# [Source text]
While staying as a guest at the rehabilitation center I got hooked up with a red haired English girl called Joy and we were later to rent a one room flat together in this old bluestone cottage. It sits next door to the British Hotel in North Adelaide which was one of the coolest pubs you could find in the Nineteen Seventies. Many a late evening was spent blowing scoobs and expanding our consciousness on the front porch after closing time.

Finniss Street in North Adelaide.

Because I had been knocked off my bike by some ‘miserable, low life, hit and run driver’ who came through a red light I was found to be 100% free of blame and the court awarded me $30,000 dollars in compensation which was a sizable chunk of cash back in those days. Joy and I were on the first plane we could catch to Europe and I bought a VW camper in London where we started planning our trip to the continental mainland. While we were cabbing all over London hunting for the right camper van the Charles Dickens Hotel In Baker Street charged us a mere three hundred pounds a night for our stay. Are we having fun yet darling?

The dining room of the Charles Dickens Hotel.

Stored data entries
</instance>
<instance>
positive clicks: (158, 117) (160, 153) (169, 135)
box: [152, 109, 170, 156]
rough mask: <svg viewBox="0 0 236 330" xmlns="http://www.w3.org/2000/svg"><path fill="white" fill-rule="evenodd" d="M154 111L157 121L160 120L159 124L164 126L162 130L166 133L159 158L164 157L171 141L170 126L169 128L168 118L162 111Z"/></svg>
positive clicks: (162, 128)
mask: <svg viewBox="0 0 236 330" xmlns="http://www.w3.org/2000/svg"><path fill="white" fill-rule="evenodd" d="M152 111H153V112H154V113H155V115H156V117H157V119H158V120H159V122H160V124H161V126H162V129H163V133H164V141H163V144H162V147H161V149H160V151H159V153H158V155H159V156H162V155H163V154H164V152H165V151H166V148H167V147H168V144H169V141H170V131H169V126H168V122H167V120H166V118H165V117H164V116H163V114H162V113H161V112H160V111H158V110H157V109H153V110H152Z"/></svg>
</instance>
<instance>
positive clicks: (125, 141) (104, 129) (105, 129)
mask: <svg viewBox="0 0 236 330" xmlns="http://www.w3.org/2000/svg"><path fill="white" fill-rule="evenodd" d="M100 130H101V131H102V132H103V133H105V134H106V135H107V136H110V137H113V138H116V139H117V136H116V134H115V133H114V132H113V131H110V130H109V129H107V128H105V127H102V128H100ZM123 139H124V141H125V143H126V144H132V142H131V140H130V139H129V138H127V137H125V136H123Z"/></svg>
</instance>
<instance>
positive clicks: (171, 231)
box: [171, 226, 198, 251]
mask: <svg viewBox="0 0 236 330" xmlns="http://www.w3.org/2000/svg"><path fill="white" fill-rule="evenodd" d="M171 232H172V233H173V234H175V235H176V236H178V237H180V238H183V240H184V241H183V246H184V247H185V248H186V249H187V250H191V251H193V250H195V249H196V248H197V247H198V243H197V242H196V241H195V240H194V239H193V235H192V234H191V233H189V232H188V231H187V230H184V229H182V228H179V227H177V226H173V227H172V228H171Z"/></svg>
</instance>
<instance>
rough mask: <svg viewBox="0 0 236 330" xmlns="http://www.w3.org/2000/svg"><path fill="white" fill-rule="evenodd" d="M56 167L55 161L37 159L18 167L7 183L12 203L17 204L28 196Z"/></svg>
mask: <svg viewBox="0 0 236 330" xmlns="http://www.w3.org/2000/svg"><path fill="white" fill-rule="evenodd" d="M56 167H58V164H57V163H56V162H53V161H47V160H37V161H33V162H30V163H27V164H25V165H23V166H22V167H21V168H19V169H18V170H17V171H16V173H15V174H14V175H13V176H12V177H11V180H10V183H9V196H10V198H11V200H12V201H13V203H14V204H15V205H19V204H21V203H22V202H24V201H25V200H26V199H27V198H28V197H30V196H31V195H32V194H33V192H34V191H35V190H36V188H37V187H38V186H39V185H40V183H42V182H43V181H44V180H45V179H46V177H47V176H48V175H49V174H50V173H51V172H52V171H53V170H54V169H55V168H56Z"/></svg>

# [Assignment 1]
Reproduce the passage about Adelaide and London word for word. Begin at the words "Because I had" and stop after "Charles Dickens Hotel.".
# [Assignment 2]
List every geographic place name (district, street, city or continent) that the passage about Adelaide and London mentions, giving each one once.

# [Response 1]
Because I had been knocked off my bike by some ‘miserable, low life, hit and run driver’ who came through a red light I was found to be 100% free of blame and the court awarded me $30,000 dollars in compensation which was a sizable chunk of cash back in those days. Joy and I were on the first plane we could catch to Europe and I bought a VW camper in London where we started planning our trip to the continental mainland. While we were cabbing all over London hunting for the right camper van the Charles Dickens Hotel In Baker Street charged us a mere three hundred pounds a night for our stay. Are we having fun yet darling?

The dining room of the Charles Dickens Hotel.

# [Response 2]
North Adelaide
Finniss Street
Europe
London
Baker Street